[Start of Attachment]
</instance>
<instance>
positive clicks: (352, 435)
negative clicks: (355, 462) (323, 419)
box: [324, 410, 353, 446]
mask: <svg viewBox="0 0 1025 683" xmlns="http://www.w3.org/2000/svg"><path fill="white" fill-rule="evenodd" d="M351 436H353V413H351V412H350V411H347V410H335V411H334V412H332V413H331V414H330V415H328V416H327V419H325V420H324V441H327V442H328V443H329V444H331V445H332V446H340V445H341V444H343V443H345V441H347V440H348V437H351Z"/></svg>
[End of Attachment]
[Start of Attachment]
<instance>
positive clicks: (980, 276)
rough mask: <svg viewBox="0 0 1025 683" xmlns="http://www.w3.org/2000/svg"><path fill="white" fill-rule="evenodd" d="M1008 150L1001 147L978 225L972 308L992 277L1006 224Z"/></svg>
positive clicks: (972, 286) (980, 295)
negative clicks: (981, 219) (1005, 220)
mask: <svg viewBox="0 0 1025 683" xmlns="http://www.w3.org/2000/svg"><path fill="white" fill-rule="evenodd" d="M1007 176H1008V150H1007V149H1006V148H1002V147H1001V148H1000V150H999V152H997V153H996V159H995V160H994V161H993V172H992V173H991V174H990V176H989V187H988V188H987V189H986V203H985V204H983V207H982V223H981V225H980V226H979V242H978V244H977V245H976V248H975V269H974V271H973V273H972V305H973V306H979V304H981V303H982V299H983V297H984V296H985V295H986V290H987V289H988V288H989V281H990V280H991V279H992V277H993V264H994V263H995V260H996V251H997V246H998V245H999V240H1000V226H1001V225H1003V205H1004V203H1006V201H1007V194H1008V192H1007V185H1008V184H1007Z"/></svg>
[End of Attachment]
[Start of Attachment]
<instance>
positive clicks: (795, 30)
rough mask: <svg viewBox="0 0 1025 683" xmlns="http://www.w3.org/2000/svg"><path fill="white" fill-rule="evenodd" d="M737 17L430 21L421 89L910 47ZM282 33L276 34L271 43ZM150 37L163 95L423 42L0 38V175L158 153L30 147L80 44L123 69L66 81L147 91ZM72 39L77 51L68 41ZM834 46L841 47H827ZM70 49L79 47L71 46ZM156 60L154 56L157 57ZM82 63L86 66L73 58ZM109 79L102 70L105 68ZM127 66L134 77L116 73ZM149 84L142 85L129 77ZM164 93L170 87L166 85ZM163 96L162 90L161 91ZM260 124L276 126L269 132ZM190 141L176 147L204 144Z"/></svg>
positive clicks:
[End of Attachment]
**PROMPT**
A complete answer lists every line of the listing above that holds the word "positive".

**RESPONSE TO THE EXERCISE**
positive clicks: (352, 435)
positive clicks: (980, 276)
positive clicks: (972, 286) (980, 295)
positive clicks: (795, 30)
positive clicks:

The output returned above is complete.